Consigne A:
Répondez aux questions suivantes d'après l'extrait sur la politique étrangère de la Turquie :
(i) En quelle année la Turquie a-t-elle adhéré à l'Otan ?
(ii) Outre Israël, avec quel pays la Turquie a-t-elle mené des manœuvres militaires communes ?
(iii) Combien de morts l'arraisonnement du Mavi Marmara a-t-il provoqués du côté turc ?
Consigne B:
Reprenez l'extrait sur la politique étrangère de la Turquie à partir de sa dernière phrase et rédigez-en la suite.

Extrait du texte:

+--

Une succession de révolte kurde furent matées de 1925 à 1937. Le panturquisme n’était plus évoqué. L’isolat turc était entouré d’États hostiles : URSS, Iran, Syrie, Bulgarie, etc. Sagement, la Turquie s’abstint de prendre part à l’alliance des forces de l’Axe et, dès la fin de la Seconde Guerre mondiale, apparut comme portée à soutenir le camp anticommuniste. La participation turque à la guerre de Corée (1950 - 1953) facilita son adhésion à l’Otan (1952) qui sanctuarisa le pays.
Durant la Guerre froide, la Turquie faisait partie de tous les pactes anticommunistes et apparaissait aux nationalistes des pays arabes comme un État qui fut, au début du XXe siècle, tyrannique. La Turquie se caractérisait par un anticommunisme militant en politique extérieure et, à l’intérieur, comme un État jacobin réprimant ses minorités ethniques (Kurdes notamment) ou religieuses (Alevis entre autres). À intervalles irréguliers, l’armée intervenait pour imposer ce qui lui paraissait devoir constituer la ligne correcte (1980).
Depuis, la Turquie qui est un des rares États musulmans à avoir reconnu Israël, a mener avec ce pays, et conjointement avec la Jordanie, des manoeuvres militaires communes.
Le ton changea en 2008 lorsqu’après l’incursion israélienne à Gaza : le Premier ministre turc Recep Erdogan interpella l’israélien Shimon Peres en reprochant à Israël la brutalité de son intervention. Plus récemment, mais de façon extrêmement spectaculaire, la Turquie en appuyant l’expédition du navire Mavi Marmara, qui cherchait à lever le blocus de Gaza, mettait Israël en position inconfortable. L’arraisonnement du navire turc avait constitué un succès politique. En provoquant neuf morts du côté turc, il a donné une popularité nouvelle à la Turquie auprès des Arabes, sinon des musulmans. Un triomphe « diplomatique ». En tout cas, à peu de frais, avec habileté, sans rompre ses relations avec Israël, la Turquie retrouvait en Orient une place qu’elle n’occupait plus depuis bientôt un siècle.

+--

Données affichées:

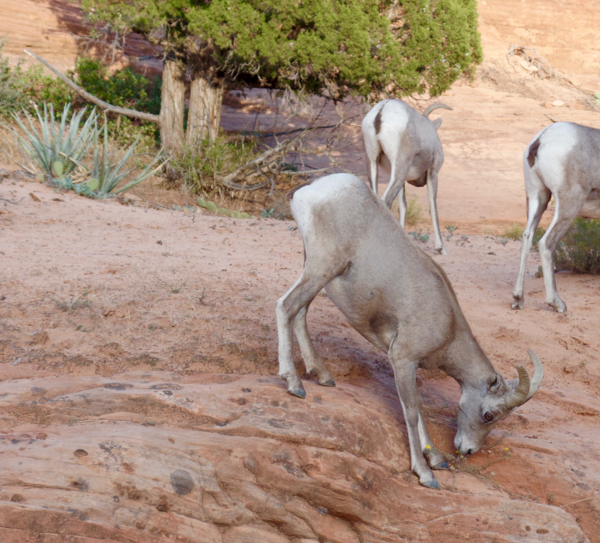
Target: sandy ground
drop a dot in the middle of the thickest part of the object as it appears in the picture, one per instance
(96, 288)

+--

Réponse A:
(i) En 1952.
(ii) La Jordanie.
(iii) Neuf morts.

Réponse B:
La géopolitique de la Turquie, aujourd’hui, s’articule sur un projet ambitieux. Perçue par les Européens comme une région géographique qui permet de transiter entre l’Asie et l’Europe, la Turquie se perçoit elle-même comme un territoire central à partir duquel on rayonne vers l’Orient arabe, l’Iran, le Caucase, la Russie, l’Europe, l’Asie centrale. Son influence est également relayée, de façon plus discrète, par le réseau des écoles de l’organisation de Fetulah Gulen, à large échelle internationale.
Sur le plan diplomatique, le nouveau rôle que s’attribue la Turquie s’est marqué par l’initiative, prise conjointement avec le Brésil, de se présenter en 2010 comme une alternative nouvelle dans le dossier du nucléaire iranien.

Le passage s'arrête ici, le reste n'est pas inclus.